══ PASSAGE GIVEN

Barnes & Noble Has to Pay a Patent Troll $267,000
When covering tech patent lawsuits it is sometimes difficult to tell whether there is valid grounds for the suit or if the plaintiff is just a patent troll. Carnegie-Mellon University, for example, was accused of being a patent troll when it sued Marvell even though CMU has legitimately invented a lot of technology.
But then there are cases like the following where it is obvious that the plaintiff is a troll.
TBO reports that B&N has lost its second tril against Adrea LLC, a patent holding company owned by Philips, Discovery, Sony, and Intertrust.
US-based book retailer Barnes & Noble (B&N) has been ordered to pay nearly $267,000 for patent infringement.
Adrea, based in the US, originally brought its suit against B&N at the US District Court for the Southern District of New York in June 2013.
In the suit, Adrea argued that B&N had wilfully infringed its patents, US numbers 7,298,851; 7,299,501; and 7,620,703.
The ‘851 is titled “Electronic book security and copyright protection system”, while the ‘501 is called “Electronic book selection and delivery system having encryption and security features”. The ‘703 patent is titled “Topical service provides context information for a home network”.
B&N allegedly infringed the patents through its Nook e-reader products, which included the Nook HD+, Nook Simple Touch, Nook Tablet and Nook 1st Edition.

════
══ RECORD SET

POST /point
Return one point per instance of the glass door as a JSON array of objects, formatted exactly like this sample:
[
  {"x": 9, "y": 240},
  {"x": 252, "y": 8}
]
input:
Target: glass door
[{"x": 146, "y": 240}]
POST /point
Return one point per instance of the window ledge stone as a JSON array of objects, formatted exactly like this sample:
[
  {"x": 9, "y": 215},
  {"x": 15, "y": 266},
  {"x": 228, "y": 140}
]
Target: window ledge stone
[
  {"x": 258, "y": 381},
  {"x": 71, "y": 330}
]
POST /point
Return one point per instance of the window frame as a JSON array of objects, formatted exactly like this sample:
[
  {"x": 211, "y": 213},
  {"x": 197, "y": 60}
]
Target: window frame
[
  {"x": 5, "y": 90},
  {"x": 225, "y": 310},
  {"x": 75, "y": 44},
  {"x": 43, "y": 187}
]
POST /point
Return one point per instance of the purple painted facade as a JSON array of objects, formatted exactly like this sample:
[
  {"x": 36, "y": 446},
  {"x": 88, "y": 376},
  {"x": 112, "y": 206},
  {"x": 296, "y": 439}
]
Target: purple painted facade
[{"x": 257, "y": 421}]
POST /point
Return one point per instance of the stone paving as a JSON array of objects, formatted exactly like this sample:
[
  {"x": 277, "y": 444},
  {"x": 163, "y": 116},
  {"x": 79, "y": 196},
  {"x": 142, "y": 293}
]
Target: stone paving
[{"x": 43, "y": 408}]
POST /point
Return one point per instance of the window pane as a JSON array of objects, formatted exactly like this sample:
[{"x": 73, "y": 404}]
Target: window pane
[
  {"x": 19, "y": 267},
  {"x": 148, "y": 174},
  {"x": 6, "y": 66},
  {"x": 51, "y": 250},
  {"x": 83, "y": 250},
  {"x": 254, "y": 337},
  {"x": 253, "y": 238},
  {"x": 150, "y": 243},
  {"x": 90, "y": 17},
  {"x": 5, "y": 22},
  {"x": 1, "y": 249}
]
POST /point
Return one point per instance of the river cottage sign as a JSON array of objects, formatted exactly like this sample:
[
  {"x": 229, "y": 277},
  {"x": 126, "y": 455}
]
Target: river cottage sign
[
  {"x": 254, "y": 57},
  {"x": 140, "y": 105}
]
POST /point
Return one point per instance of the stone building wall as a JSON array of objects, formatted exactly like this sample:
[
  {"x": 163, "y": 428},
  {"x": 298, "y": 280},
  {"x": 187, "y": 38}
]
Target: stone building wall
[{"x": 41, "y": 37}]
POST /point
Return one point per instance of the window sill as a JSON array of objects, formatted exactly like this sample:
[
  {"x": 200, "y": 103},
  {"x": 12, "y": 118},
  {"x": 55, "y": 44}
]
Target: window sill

════

PROBLEMS -
(a) List every Nook e-reader product that the article on the Barnes & Noble patent case names as allegedly infringing.
(b) According to the article on the Barnes & Noble patent case, in which court did Adrea originally file its suit against B&N?
(c) Extend the article on the Barnes & Noble patent case with a few more sentences that pick up after its last line.

ANSWERS TO EACH TASK -
(a) Nook HD+, Nook Simple Touch, Nook Tablet, Nook 1st Edition

(b) The US District Court for the Southern District of New York.

(c)
Adrea asked for triple damages, interests, costs, attorneys’ fees and a trial by jury.
In 2014, a jury found B&N liable for infringing the ‘703 and ‘501 patents, but said that the infringement was not wilful. The jury awarded Adrea $1.33 million in damages. However, in July 2015, the southern district court granted B&N’s pre-trial motion that the ‘501 patent was invalid. As a result, the court ordered a limited new trial in order to determine damages for the ‘703 patent.
You can find the ruling here, but the patents are the more interesting reading:
The first ('703) describes basic features found in all web browsers, the second and third (501, invalid, and 851) describe the standard parts of a content DRM system.
There’s literally nothing here which is unique or special. Hire a couple college students and they will be able to build the systems described in the patents all on their own, using nothing but open source software – all without reading the patents in question.
Barnes & Noble got trolled.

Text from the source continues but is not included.